TEXT SEGMENT:
★ ★ ★ ★

Oh, and nectar has much more liquid than honey. The bees have to concentrate the sugar and evaporate the water to turn nectar into honey.

I’m not an expert or anything, but my understanding is that they add some kind of enzyme to the nectar during digestion which infuses it with sugar. Then they regurgitate into the honeycombs and dry it.

In the bee.

I’ve only heard it used to mean vomit.

Well, yeah, I suppose it’s “bee puke”, but they have a separate stomach that they use for this purpose, as opposed to their normal stomachs. Two descriptions, one from somebody you may be familiar with:

http://www.straightdope.com/classics/a5_040.html
http://www.pa.msu.edu/sciencet/ask_st/073097.html

Enzymes do get added to the gathered nectar. The extra water is evaporated from the stuff outside the bee.

Cecil:

But then there’s these guys:

http://www.bumblebarf.com/bbarflbl.html

FWIT, according to baby.com, honey can kill your infant.

★ ★ ★ ★

DATA EXCERPTS:

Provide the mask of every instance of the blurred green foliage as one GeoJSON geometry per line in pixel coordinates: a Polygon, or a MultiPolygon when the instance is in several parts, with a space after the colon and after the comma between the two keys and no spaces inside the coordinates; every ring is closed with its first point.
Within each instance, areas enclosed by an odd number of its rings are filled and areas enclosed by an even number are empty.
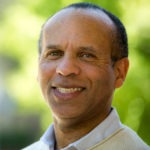
{"type": "MultiPolygon", "coordinates": [[[[0,71],[4,85],[17,103],[17,114],[38,114],[39,134],[52,122],[36,80],[40,29],[49,16],[73,2],[80,1],[0,0],[0,59],[4,60],[0,71]]],[[[150,1],[88,2],[108,9],[126,26],[130,69],[124,86],[115,93],[113,106],[122,122],[150,144],[150,1]]]]}

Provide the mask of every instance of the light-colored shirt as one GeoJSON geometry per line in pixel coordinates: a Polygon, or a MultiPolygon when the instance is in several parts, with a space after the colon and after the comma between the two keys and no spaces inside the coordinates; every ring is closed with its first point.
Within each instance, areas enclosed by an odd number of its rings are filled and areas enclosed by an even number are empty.
{"type": "MultiPolygon", "coordinates": [[[[96,145],[105,138],[111,136],[117,130],[123,128],[119,116],[115,109],[112,109],[108,117],[81,139],[69,144],[62,150],[87,150],[96,145]]],[[[40,139],[43,143],[49,146],[49,150],[54,150],[55,134],[53,124],[47,129],[45,134],[40,139]]]]}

★ ★ ★ ★

WORK REQUIRED: Rewrite the part of the honey text that begins at the words "Well, yeah, I" and stops after "outside the bee.", putting "removed" in place of "evaporated".

ANSWER FOR THE TASK:
Well, yeah, I suppose it’s “bee puke”, but they have a separate stomach that they use for this purpose, as opposed to their normal stomachs. Two descriptions, one from somebody you may be familiar with:

http://www.straightdope.com/classics/a5_040.html
http://www.pa.msu.edu/sciencet/ask_st/073097.html

Enzymes do get added to the gathered nectar. The extra water is removed from the stuff outside the bee.